First lets see how our delta table transaction log looks like.
DESCRIBE DETAIL <delta_table>;
Output:
+-------+-------------------+----------------+--------------------+--------------------+--------------------+----+-----------------+--------------------+-----------+-----------------+-------------+--------------------+------------+--------------------+
|version| timestamp| userId| userName| operation| operationParameters| job| notebook| clusterId|readVersion| isolationLevel|isBlindAppend| operationMetrics|userMetadata| engineInfo|
+-------+-------------------+----------------+--------------------+--------------------+--------------------+----+-----------------+--------------------+-----------+-----------------+-------------+--------------------+------------+--------------------+
| 0|2023-03-16 01:34:22|3281063801330285|abc@g...|CREATE TABLE AS S...|{isManaged -> tru...|null|{432383257327813}|0316-012541-6spdz4dm| null|WriteSerializable| true|{numFiles -> 5, n...| null|Databricks-Runtim...|
+-------+-------------------+----------------+--------------------+--------------------+--------------------+----+-----------------+--------------------+-----------+-----------------+-------------+--------------------+------------+--------------------+
We can see that each transaction has a version
number and timestamp
associate with it. These are the following ways to query our older data:
- Using Timestamp:
SELECT * FROM <delta_table>
TIMESTAMP AS OF "2023-03-16 01:34:22";
- Using Version number:
SELECT * FROM <delta_table>
VERSION AS OF <version_number>;
(or)
SELECT * FROM <delta_table>@v<version_number>;
In your case, the query should like:
SELECT c_first_name
FROM customer_table VERSION AS OF 0
WHERE c_customer_sk = 1;
· · ·
Answer these questions about the Delta table text above.
1. Which two things does the text say are associated with each transaction?
2. Which clause does the text use to query older data by timestamp?
3. Which version number does the final query on customer_table use?
· · ·
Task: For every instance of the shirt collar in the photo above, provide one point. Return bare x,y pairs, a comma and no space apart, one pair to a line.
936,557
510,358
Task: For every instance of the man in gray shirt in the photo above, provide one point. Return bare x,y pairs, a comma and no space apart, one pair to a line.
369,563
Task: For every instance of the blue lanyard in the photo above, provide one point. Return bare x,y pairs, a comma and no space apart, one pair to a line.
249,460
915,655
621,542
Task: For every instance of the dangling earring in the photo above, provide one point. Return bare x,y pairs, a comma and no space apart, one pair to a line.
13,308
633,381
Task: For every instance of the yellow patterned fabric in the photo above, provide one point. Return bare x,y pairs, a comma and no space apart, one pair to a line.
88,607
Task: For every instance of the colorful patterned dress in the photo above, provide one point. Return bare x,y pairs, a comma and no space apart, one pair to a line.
· · ·
CORRECT ANSWER -
1. A version number and a timestamp.
2. TIMESTAMP AS OF
3. 0